* [WRITTEN PROBLEM]: Lay out each line of the listing below as a row in a Markdown table with two columns, Number and Line. Skip blank lines.

* [DATA ENTRIES]:
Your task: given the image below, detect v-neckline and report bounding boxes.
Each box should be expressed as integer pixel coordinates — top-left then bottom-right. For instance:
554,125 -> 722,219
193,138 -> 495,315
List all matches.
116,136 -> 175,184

* [RESULT]:
| Number | Line |
|---|---|
| 1 | Your task: given the image below, detect v-neckline and report bounding boxes. |
| 2 | Each box should be expressed as integer pixel coordinates — top-left then bottom-right. For instance: |
| 3 | 554,125 -> 722,219 |
| 4 | 193,138 -> 495,315 |
| 5 | List all matches. |
| 6 | 116,136 -> 175,184 |